## CHALLENGE
Convert the lines between the line holding "label: wooden beam" and the line holding "14,138 -> 36,247", inclusive, into a JSON list of strings with one string per line and blank lines omitted.

## RECORDS SUPPLIED
━━━━━━━━━━━━━━━━━━━━━━━━━━━━━━
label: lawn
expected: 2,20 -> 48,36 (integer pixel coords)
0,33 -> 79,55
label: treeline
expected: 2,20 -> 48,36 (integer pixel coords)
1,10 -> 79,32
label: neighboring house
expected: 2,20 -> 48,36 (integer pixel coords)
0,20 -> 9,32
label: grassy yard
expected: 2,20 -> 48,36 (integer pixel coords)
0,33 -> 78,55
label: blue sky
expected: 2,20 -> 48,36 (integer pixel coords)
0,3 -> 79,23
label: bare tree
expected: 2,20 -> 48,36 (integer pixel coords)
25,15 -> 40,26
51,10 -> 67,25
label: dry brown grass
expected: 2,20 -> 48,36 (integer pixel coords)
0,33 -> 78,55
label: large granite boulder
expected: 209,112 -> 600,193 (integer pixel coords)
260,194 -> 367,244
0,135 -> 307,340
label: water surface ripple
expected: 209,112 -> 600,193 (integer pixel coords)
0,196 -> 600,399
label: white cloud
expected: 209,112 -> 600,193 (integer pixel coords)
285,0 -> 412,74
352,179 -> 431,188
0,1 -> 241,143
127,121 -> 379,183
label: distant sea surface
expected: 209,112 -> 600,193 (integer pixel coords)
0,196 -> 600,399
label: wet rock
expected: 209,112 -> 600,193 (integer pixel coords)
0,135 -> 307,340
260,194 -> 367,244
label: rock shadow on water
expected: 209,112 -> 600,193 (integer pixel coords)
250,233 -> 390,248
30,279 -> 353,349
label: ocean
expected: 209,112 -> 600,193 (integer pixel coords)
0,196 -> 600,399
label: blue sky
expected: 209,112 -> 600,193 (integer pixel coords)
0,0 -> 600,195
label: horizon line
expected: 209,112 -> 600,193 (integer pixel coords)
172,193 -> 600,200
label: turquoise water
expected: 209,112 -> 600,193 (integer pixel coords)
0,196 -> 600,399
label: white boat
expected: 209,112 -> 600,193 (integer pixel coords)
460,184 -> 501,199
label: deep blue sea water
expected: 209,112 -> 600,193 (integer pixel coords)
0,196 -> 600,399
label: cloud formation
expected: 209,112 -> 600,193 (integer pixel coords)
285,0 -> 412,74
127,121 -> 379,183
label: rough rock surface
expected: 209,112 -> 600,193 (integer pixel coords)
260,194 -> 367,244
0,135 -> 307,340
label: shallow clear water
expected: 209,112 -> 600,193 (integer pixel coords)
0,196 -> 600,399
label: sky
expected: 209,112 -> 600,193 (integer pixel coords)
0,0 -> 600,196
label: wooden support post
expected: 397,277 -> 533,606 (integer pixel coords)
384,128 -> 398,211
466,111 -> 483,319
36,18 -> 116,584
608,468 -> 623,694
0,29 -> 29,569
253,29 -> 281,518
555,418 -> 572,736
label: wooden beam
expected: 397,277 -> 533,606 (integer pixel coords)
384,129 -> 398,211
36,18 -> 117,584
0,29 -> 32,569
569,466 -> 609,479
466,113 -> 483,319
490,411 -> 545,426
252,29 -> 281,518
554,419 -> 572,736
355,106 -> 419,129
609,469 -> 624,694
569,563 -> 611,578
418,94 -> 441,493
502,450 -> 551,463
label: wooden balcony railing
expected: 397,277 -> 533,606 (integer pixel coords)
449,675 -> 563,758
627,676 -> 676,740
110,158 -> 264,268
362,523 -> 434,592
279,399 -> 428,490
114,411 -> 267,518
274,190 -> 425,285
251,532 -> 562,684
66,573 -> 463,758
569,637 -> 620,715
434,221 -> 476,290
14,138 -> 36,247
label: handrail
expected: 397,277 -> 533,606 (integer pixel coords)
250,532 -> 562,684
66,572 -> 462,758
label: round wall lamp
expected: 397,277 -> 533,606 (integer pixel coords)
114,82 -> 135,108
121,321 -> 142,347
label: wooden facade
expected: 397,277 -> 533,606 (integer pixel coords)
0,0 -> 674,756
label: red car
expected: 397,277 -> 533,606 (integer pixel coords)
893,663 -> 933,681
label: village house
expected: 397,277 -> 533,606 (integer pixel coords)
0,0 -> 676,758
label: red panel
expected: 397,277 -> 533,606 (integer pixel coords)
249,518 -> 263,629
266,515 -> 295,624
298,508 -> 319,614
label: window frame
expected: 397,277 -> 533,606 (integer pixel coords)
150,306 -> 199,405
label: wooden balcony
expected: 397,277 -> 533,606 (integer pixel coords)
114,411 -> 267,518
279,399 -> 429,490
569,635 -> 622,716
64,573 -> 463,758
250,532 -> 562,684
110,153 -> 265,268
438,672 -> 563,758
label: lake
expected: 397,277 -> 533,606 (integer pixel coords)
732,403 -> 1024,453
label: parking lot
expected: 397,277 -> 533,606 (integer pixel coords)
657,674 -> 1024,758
━━━━━━━━━━━━━━━━━━━━━━━━━━━━━━
## THE ANSWER
[
  "label: wooden beam",
  "expected: 397,277 -> 533,606 (integer pixel coords)",
  "384,129 -> 398,211",
  "36,18 -> 117,584",
  "0,29 -> 32,569",
  "569,466 -> 609,479",
  "466,113 -> 483,319",
  "490,411 -> 545,426",
  "252,29 -> 281,518",
  "554,419 -> 572,736",
  "355,106 -> 419,129",
  "609,469 -> 624,694",
  "569,563 -> 611,578",
  "418,94 -> 441,493",
  "502,450 -> 551,463",
  "label: wooden balcony railing",
  "expected: 397,277 -> 533,606 (integer pixel coords)",
  "449,675 -> 563,758",
  "627,676 -> 676,740",
  "110,158 -> 264,268",
  "362,523 -> 434,592",
  "279,399 -> 428,490",
  "114,411 -> 267,518",
  "274,190 -> 425,285",
  "251,532 -> 562,684",
  "66,573 -> 463,758",
  "569,637 -> 620,715",
  "434,221 -> 476,290",
  "14,138 -> 36,247"
]